=== Directions ===
In the data below, copy the lines from the one containing "Q: Tag each instance of the blue sky" to the one containing "(1107, 110)", inclusive, exactly as they appear.

[Dataset records]
______
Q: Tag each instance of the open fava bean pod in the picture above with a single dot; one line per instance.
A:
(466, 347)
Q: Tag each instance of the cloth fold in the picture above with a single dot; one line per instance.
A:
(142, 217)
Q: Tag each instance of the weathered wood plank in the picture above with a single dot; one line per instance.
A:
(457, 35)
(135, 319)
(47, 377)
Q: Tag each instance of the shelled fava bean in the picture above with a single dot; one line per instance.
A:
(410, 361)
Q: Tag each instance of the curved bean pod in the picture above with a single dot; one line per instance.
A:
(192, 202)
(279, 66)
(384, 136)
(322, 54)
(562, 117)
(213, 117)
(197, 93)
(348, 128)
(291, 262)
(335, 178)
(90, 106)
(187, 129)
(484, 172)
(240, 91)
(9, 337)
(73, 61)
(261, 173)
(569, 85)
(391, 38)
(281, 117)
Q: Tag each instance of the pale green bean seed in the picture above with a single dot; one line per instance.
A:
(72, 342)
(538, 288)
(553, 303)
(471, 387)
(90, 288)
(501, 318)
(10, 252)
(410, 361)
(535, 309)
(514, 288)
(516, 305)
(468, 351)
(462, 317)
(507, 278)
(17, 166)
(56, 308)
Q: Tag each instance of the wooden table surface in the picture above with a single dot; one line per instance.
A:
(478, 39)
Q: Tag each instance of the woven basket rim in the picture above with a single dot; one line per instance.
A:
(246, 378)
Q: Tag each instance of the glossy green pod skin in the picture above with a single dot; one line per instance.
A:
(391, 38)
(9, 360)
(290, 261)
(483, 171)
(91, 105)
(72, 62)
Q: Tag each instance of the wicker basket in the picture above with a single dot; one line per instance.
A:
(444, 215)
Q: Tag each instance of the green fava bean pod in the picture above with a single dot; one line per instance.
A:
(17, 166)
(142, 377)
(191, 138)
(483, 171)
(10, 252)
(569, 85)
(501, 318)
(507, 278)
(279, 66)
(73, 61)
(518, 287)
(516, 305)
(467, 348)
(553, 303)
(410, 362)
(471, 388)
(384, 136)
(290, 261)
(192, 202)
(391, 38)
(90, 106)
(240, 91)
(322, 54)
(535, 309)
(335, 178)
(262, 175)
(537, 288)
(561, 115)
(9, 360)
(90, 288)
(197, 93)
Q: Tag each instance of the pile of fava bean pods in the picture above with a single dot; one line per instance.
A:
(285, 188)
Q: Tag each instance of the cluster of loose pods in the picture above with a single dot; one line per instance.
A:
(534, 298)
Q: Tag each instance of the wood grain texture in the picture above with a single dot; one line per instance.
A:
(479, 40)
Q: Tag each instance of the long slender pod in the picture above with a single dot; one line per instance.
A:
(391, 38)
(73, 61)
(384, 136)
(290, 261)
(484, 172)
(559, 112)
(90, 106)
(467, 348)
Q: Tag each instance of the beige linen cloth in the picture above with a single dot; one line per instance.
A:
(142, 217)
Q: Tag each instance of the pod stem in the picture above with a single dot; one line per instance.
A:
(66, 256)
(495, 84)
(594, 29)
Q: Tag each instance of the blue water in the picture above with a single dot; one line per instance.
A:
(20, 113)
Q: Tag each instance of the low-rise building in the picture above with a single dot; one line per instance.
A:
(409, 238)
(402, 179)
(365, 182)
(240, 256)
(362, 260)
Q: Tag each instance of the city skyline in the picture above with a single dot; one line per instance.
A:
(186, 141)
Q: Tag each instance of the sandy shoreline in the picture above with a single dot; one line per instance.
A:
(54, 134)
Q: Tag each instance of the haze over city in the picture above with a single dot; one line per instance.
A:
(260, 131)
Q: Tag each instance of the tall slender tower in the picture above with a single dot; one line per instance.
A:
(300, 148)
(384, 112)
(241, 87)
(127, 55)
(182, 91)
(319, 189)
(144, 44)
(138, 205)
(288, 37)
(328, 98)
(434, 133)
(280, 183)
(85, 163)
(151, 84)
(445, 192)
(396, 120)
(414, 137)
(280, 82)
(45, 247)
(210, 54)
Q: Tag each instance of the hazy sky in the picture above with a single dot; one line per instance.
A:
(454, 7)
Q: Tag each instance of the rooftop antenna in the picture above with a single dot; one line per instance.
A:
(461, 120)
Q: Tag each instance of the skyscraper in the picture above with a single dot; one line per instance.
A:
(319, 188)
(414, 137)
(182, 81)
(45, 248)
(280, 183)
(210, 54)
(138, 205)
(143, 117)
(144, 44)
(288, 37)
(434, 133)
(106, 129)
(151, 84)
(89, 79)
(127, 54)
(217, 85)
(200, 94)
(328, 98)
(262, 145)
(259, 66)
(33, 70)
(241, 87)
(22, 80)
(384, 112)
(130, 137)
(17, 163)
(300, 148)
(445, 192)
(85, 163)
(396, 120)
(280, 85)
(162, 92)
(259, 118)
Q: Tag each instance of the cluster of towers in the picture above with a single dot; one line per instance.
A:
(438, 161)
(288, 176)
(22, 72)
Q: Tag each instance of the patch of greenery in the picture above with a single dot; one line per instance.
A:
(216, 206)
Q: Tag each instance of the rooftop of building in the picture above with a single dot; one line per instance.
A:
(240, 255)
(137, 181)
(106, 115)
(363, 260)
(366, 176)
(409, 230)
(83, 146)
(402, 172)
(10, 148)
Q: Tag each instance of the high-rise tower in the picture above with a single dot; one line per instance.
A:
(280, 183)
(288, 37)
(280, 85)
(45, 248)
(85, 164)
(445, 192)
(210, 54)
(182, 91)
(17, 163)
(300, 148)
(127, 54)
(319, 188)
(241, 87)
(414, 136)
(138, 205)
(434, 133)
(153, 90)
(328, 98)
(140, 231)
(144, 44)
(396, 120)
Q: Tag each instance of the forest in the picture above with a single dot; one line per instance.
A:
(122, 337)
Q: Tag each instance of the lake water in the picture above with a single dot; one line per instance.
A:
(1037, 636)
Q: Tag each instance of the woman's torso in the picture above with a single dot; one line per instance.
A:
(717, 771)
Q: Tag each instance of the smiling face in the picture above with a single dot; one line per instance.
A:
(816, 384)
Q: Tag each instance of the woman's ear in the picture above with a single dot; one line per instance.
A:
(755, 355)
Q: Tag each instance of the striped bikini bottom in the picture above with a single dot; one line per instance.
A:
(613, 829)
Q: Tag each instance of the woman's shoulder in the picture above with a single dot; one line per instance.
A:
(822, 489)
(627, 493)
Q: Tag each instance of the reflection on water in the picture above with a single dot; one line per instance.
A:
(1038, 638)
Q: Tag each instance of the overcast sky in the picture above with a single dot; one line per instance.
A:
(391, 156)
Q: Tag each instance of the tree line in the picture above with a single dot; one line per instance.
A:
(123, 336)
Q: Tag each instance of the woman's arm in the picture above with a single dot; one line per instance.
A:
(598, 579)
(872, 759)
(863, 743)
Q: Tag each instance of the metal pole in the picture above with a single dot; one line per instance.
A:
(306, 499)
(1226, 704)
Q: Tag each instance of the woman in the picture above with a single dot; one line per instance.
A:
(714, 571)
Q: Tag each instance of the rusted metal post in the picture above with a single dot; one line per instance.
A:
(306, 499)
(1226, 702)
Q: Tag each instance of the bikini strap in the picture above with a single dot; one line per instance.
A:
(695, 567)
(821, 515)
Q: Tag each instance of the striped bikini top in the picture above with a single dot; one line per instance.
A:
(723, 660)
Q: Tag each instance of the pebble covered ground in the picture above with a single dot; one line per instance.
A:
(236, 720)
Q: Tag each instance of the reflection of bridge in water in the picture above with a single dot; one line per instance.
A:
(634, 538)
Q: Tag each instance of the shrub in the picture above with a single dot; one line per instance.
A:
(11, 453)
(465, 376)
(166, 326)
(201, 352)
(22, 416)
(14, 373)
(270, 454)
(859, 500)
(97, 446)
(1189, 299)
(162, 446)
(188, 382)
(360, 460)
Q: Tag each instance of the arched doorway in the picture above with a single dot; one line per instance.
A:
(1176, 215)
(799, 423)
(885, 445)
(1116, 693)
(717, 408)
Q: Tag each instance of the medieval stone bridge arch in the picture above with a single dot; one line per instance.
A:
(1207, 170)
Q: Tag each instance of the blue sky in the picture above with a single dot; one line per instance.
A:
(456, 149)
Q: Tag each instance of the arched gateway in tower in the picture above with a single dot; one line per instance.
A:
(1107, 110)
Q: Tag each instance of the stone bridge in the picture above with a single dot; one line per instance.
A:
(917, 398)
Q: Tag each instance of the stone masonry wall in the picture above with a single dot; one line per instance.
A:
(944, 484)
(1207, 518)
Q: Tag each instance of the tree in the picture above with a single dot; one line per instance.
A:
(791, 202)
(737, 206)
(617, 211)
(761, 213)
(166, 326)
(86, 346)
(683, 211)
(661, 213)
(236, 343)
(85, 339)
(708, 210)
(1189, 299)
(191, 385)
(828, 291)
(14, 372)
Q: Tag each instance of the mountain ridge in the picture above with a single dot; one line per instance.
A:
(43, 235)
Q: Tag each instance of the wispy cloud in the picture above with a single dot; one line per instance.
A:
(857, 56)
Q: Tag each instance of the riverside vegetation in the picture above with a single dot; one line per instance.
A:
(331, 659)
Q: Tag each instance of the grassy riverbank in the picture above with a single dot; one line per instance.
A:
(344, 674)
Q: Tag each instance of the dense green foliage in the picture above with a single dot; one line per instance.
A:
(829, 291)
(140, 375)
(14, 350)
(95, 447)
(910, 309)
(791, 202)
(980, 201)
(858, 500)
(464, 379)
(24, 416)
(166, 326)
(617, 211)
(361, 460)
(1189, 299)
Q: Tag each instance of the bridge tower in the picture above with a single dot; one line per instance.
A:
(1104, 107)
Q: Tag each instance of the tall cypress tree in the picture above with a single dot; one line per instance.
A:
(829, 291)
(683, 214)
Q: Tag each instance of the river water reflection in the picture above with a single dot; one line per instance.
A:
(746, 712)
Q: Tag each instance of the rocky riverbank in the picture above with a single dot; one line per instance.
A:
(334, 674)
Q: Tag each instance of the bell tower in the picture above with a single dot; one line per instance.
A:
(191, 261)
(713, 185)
______
=== Reply ===
Q: Tag each instance of the blue sky in the picture above with a single dot; one line per instance.
A:
(456, 149)
Q: Tag each instance of the arched gateway in tower in the picture above with a single dot; one line per instance.
A:
(1107, 110)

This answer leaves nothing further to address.